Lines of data

------------------------------------

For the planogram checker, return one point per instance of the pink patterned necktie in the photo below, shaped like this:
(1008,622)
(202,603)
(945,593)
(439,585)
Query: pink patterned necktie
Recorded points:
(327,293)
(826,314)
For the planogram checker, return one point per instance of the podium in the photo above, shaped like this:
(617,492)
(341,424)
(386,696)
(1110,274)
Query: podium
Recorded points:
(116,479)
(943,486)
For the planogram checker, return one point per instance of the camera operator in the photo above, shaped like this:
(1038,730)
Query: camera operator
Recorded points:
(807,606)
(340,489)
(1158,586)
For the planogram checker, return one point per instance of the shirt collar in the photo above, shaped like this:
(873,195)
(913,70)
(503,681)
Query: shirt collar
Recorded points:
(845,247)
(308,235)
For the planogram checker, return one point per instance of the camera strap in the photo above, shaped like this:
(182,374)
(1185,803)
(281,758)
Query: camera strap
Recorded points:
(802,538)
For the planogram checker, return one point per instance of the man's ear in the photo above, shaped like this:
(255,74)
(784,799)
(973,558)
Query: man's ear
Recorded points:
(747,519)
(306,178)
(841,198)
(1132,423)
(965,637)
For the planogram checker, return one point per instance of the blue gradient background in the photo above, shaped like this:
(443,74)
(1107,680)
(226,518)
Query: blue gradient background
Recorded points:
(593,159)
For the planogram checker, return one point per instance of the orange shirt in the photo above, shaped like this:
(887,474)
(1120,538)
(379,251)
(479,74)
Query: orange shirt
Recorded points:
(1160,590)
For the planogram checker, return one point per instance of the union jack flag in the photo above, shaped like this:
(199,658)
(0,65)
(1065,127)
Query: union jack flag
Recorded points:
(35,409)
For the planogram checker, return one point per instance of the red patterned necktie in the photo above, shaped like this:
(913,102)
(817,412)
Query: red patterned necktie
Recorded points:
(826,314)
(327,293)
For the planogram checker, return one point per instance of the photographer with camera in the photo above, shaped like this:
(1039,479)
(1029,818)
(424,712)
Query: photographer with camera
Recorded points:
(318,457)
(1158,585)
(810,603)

------------------------------------

Required task
Restate the listing in full, word for word.

Expected output
For the planogram checker, return one point per instance of the pink patterned necktie in the photo below, shaped like this:
(1008,622)
(202,603)
(945,593)
(439,585)
Query: pink patterned necktie
Recorded points:
(327,293)
(826,314)
For the planogram checker, return one point per instance of the podium in the photo above, shaped like this:
(617,492)
(341,424)
(386,696)
(1110,274)
Query: podium
Recorded points:
(116,479)
(943,486)
For the planogram checker, return one point per instance of the camera operator in the photo above, shaped like this:
(1038,730)
Query: camera operator
Recorded points:
(807,606)
(340,489)
(1158,586)
For the planogram checker, return one point per instance of the shirt collar in the photo above, shaped like this:
(873,195)
(913,70)
(503,681)
Query: shirt collar
Recorded points:
(845,247)
(308,235)
For the planogram checker, return one point per instance of the camera strap in the photo above, shaped like this:
(182,374)
(1185,803)
(281,758)
Query: camera strap
Recorded points:
(802,538)
For the planogram checker, return one point per instance of the man's ear in the photo above, shaped like this:
(255,74)
(784,799)
(973,558)
Query: man's ear
Recorded points:
(747,519)
(306,178)
(841,198)
(1132,423)
(965,637)
For the planogram checker, return one point per instance of the blue gradient background in the photo above, shaped like this:
(443,74)
(1107,680)
(226,518)
Query: blue gradient background
Recorded points:
(593,159)
For the planogram checker, return one point per instance of the orange shirt in the photo above, shaped like this:
(887,474)
(1120,538)
(379,251)
(479,74)
Query: orange shirt
Recorded points:
(1160,590)
For the planogram checker, return one point per instance of the union jack flag in the photo above, shaped like this:
(199,658)
(0,65)
(1065,127)
Query: union jack flag
Recorded points:
(35,409)
For the planogram checker, return one point per instance of the red patterned necktie in the photo above, shaped like this:
(913,102)
(817,412)
Query: red patterned necktie
Recorded points:
(826,314)
(327,293)
For the planogram checker, return one point per instance of the photographer with camera in the photo above, shaped like this:
(1039,479)
(1029,818)
(424,712)
Query: photographer with camera
Recorded points:
(318,457)
(1158,585)
(810,603)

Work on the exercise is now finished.